EXERCISE BRIEF: Transcribe the full listing below exactly.
★ ★ ★ ★ ★ ★ ★
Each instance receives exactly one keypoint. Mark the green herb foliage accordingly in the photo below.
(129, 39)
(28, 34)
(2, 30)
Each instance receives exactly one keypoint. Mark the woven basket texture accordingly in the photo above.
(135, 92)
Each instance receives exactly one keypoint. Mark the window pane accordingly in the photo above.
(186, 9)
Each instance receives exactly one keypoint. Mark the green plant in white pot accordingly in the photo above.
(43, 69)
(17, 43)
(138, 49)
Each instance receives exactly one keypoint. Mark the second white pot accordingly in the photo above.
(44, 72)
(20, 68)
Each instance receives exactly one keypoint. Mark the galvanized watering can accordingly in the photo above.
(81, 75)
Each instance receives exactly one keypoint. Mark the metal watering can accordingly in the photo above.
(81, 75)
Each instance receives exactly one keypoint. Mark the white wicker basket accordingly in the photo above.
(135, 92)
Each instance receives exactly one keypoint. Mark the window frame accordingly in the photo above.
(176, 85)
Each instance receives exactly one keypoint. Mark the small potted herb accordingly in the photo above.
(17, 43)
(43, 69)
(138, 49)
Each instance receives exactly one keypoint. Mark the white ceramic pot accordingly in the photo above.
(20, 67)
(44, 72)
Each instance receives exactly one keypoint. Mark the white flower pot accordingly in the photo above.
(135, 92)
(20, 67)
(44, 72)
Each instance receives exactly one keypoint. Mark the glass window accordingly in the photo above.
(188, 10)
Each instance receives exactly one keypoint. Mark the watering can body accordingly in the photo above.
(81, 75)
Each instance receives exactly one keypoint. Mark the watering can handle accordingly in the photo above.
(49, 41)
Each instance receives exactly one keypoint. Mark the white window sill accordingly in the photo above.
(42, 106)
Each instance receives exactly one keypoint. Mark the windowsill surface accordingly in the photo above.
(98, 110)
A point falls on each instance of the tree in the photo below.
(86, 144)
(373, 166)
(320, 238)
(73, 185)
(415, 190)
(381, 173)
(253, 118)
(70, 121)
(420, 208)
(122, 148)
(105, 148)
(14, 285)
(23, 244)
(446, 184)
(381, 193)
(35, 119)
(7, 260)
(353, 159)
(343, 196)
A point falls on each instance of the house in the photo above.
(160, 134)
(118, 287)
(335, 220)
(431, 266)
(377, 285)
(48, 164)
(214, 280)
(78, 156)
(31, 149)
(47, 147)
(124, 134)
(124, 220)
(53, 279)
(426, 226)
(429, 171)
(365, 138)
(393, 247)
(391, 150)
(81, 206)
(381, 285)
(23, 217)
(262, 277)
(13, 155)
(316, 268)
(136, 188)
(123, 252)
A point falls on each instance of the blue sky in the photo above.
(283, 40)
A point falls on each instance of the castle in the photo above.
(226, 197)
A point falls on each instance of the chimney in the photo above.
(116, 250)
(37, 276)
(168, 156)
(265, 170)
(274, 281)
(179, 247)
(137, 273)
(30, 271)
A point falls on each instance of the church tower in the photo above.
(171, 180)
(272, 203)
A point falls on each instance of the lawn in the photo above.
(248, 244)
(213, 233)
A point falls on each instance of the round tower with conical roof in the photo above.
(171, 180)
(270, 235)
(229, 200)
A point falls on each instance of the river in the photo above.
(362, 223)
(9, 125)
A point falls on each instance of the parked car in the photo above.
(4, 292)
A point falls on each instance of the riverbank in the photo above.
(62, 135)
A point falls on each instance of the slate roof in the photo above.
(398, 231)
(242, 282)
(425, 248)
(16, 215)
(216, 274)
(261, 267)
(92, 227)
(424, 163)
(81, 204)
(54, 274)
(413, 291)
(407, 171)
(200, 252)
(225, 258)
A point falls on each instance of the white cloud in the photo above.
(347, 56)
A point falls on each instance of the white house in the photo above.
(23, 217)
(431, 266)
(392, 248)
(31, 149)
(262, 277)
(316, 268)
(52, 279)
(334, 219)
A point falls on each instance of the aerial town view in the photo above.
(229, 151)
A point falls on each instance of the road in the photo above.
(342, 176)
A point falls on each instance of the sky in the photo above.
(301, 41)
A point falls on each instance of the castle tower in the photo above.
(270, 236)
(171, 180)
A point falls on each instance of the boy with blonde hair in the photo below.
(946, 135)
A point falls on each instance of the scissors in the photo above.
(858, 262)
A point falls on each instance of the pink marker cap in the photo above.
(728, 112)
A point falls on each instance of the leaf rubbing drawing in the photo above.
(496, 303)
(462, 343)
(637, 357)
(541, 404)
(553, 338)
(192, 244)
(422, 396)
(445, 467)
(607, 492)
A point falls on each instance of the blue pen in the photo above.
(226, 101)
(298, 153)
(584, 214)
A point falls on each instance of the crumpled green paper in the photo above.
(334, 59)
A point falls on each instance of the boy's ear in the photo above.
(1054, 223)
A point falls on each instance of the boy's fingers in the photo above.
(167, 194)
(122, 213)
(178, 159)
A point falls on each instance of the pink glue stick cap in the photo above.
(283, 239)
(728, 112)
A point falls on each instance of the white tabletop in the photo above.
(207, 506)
★ ★ ★ ★ ★ ★ ★
ANSWER SPACE:
Each instance receives exactly one keypoint. Mark the green herb foliage accordingly in the photo below.
(129, 39)
(28, 34)
(2, 30)
Each instance receives exactly one keypoint. Mark the woven basket texture accordingly in the photo above.
(135, 92)
Each instance receives exactly one keypoint. Mark the window pane accordingly in the photo above.
(186, 9)
Each instance receives exactly one keypoint. Mark the green plant in white pot accordingly in the photo above.
(43, 69)
(17, 43)
(138, 49)
Each instance receives exactly one keypoint. Mark the second white pot accordingly in the photo above.
(44, 72)
(20, 68)
Each instance receives exactly one keypoint. Mark the galvanized watering can accordingly in the photo above.
(81, 75)
Each instance receives exactly one keypoint. Mark the metal watering can accordingly in the photo above.
(81, 75)
Each instance receives exactly one keypoint. Mark the white wicker basket accordingly in the photo above.
(135, 92)
Each instance receives exactly one keypoint. Mark the window frame accordingly in the photo above.
(176, 85)
Each instance receives exactly one keypoint. Mark the small potted herb accordingly in the photo above.
(17, 43)
(43, 69)
(138, 49)
Each instance receives exactly one keypoint. Mark the white ceramic pot accordingly in the photo above.
(20, 67)
(44, 72)
Each instance receives exactly one keypoint. Mark the white flower pot accordingly in the photo above.
(135, 92)
(20, 67)
(44, 72)
Each instance receives exactly one keypoint. Mark the glass window accordingly in the photo above.
(188, 10)
Each instance receives exactly one keypoint. Mark the watering can body accordingly in the photo above.
(81, 75)
Each instance receives exactly one keypoint. Mark the watering can handle accordingly in the photo above.
(49, 41)
Each instance receives exactly one keypoint. Mark the white window sill accordingly in the photo above.
(42, 106)
Each instance receives exactly one keypoint. Mark the windowsill surface accordingly in the photo above.
(98, 110)
A point falls on each instance of the tree in the photo below.
(86, 144)
(373, 166)
(320, 238)
(73, 185)
(415, 190)
(381, 173)
(253, 118)
(70, 121)
(420, 208)
(122, 148)
(105, 148)
(14, 285)
(23, 244)
(446, 184)
(381, 193)
(35, 119)
(7, 260)
(353, 159)
(343, 196)
A point falls on each instance of the house in the photo above.
(160, 134)
(118, 287)
(335, 220)
(431, 266)
(377, 285)
(48, 164)
(214, 280)
(78, 156)
(31, 149)
(47, 147)
(124, 134)
(124, 220)
(53, 279)
(426, 226)
(429, 171)
(365, 138)
(393, 247)
(391, 150)
(81, 206)
(381, 285)
(23, 217)
(262, 277)
(13, 155)
(316, 268)
(136, 188)
(123, 252)
A point falls on each instance of the blue sky in the photo above.
(283, 40)
A point falls on each instance of the castle in the photo above.
(226, 197)
A point falls on each instance of the chimney in the photo above.
(116, 250)
(37, 276)
(168, 156)
(265, 170)
(274, 281)
(179, 247)
(137, 273)
(30, 271)
A point falls on each instance of the church tower in the photo above.
(171, 180)
(272, 203)
A point falls on each instance of the lawn in the photo above.
(248, 244)
(213, 233)
A point falls on each instance of the round tower with conical roof in the photo above.
(171, 180)
(270, 235)
(229, 200)
A point falls on each instance of the river in the photo above.
(362, 223)
(9, 125)
A point falls on each instance of the parked car in the photo above.
(4, 292)
A point falls on each instance of the riverbank in the photo above.
(62, 135)
A point falls on each instance of the slate roof in the photo above.
(398, 231)
(242, 282)
(425, 248)
(16, 215)
(216, 274)
(261, 267)
(92, 227)
(424, 163)
(81, 204)
(54, 274)
(413, 291)
(407, 171)
(200, 252)
(225, 258)
A point falls on each instance of the white cloud in the photo above.
(347, 56)
A point falls on each instance of the white house in the photo above.
(23, 217)
(431, 266)
(392, 248)
(31, 149)
(262, 277)
(316, 268)
(52, 279)
(334, 219)
A point falls on each instance of the aerial town view in the photo above.
(229, 151)
A point falls on each instance of the road in the photo above.
(342, 176)
A point falls on each instance of the sky in the photo above.
(301, 41)
A point falls on each instance of the castle tower in the photo above.
(270, 236)
(171, 180)
A point falls on each instance of the boy with blonde hair in the photo below.
(946, 135)
A point falls on each instance of the scissors in the photo above.
(858, 262)
A point falls on each instance of the pink marker cap in the photo above.
(728, 112)
A point falls on each instance of the leaf rubbing drawing in the photo above.
(496, 303)
(462, 343)
(637, 357)
(541, 404)
(553, 338)
(192, 244)
(422, 396)
(445, 467)
(607, 492)
A point falls on each instance of the blue pen in the photo above.
(226, 101)
(298, 153)
(584, 214)
A point falls on each instance of the crumpled green paper in the photo above.
(334, 59)
A point falls on each instance of the boy's ear in the photo above.
(1054, 223)
A point falls on each instance of the boy's fingers in the photo above.
(167, 194)
(122, 213)
(178, 159)
A point falls on each instance of the pink glue stick cap in the photo above.
(283, 239)
(728, 112)
A point falls on each instance of the white tabletop in the photo above.
(207, 506)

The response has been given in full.